=== Text ===
»»
A24 continues its mean streak of unrelentingly interesting horror films, merging The Exorcist, The Witch and The Shining into pure cinematic nightmare fuel.
From its opening frames, Hereditary digs its claws into you and doesn’t let go. A long, slow tracking shot pans across the workroom of Annie Graham (Toni Collette), an artist whose specialty is meticulous, miniature model recreations of homes, settings and events from her life. The camera pans over to a pitch-perfect recreation of her family’s looming, three-story country home dwarfed by God-high trees, pushing in on the room of her son Peter (Alex Wolff) in an effortless, disorienting transition to the real thing. These are people effectively living and moving in a dollhouse, one in which we can figuratively see every room, every move they make, every dark thing that might lie in wait for them.
It’s a heavy burden, but an exciting one, and it reflects the kind of power a horror audience can feel over the characters they see – a sense of inevitability on par with the Greek tragedies mentioned in one portentous high school lecture early in the film. What will happen to this family is unstoppable – all we are left to do is watch, peering through half-lidded eyes or between our fingers. In one single opening shot, writer/director Ari Aster arms his captive audience for two hours of that same feeling, which is a big part of what makes Hereditary so awe-inspiringly scary.
Even before we meet the subjects of Hereditary’s supernatural tragedy, they come loaded with fascinating baggage. The Grahams, Annie in particular, struggle to make sense of the mysterious events that follow the death of the family matriarch – a reclusive, senile, abusive old woman who had deranged, unknown designs for Annie, her brother, and her children. At first, strange things start to happen around Annie’s young daughter Charlie (Milly Shapiro), an odd, disaffected child with a nut allergy and a penchant for doodling: odd shimmers appear around her, and her own behavior starts to change in radical (and sometimes violent) ways.
To say more about the twists and turns Hereditary takes you on would betray the ominous unpredictability of Aster’s masterful work – so much of the film depends on you being trapped in this situation along with the Grahams, Aster planting necessary clues to unravel the mystery of the family’s plight while keeping their sequence (and the severity of things) an enticing surprise. It’s a brilliant-looking film, atmospheric and shocking in all the right ways, cultivating a mood of unrelenting suspense with every mysterious figure in the background or chilling shot of someone undergoing indescribable trauma.
««
=== Job 1 ===
Extract, word for word, the lines of the listing from the line containing "segment harness d-ring, every instance" through the end of the listing, both ends included.
The film review and the listing are unrelated to each other.

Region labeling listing
»»
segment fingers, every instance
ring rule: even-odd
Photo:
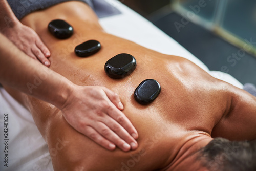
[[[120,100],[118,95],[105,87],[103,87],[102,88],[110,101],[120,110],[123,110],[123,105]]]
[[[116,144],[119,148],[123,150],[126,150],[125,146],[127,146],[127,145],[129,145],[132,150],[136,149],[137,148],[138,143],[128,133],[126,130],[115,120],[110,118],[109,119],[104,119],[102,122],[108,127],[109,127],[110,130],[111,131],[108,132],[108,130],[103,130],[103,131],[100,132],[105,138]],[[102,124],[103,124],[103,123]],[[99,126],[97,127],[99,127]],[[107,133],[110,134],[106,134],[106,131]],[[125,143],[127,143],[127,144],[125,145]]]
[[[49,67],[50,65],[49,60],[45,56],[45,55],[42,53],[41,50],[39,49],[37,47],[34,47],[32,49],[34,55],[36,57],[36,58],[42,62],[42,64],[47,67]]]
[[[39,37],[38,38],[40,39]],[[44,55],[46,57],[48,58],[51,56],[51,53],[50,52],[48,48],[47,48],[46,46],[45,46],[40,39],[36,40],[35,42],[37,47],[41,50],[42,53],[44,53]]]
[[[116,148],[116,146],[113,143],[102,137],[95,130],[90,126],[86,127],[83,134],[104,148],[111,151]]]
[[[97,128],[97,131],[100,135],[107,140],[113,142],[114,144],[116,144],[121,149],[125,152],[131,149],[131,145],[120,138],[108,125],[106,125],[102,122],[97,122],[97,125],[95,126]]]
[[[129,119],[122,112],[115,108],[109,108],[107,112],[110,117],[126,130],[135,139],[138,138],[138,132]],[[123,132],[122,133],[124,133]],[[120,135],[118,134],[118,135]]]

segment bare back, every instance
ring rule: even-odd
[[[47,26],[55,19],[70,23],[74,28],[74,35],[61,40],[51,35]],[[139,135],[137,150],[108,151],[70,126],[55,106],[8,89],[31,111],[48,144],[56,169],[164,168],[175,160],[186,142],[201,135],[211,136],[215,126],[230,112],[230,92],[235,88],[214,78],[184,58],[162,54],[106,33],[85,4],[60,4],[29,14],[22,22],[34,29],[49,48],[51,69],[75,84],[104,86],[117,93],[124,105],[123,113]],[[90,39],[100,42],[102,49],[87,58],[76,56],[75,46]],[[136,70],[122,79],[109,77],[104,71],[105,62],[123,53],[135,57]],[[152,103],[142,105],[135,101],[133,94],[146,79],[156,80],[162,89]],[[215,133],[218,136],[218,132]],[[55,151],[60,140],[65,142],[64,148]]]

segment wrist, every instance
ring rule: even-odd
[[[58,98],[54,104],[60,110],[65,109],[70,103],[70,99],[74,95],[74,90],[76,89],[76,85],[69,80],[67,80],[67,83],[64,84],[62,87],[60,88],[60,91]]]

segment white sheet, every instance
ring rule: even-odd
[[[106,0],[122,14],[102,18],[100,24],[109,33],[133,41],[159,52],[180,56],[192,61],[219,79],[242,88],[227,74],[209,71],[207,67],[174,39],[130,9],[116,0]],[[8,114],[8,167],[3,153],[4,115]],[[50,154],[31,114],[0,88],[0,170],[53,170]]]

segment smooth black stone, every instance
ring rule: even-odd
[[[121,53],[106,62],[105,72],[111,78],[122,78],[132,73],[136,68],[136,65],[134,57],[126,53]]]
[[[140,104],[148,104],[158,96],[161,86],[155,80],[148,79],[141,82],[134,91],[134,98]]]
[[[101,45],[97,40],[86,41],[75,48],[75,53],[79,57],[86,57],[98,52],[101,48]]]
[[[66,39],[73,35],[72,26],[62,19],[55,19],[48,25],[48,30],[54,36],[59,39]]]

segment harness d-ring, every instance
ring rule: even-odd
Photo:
««
=== Job 2 ===
Translate this sentence from the film review into French: "What will happen to this family is unstoppable – all we are left to do is watch, peering through half-lidded eyes or between our fingers."

=== Task result 1 ===
segment harness d-ring, every instance
ring rule: even-odd
Photo:

=== Task result 2 ===
Ce qui va arriver à cette famille est impossible à arrêter – il ne nous reste qu'à regarder, en scrutant à travers des paupières mi-closes ou entre nos doigts.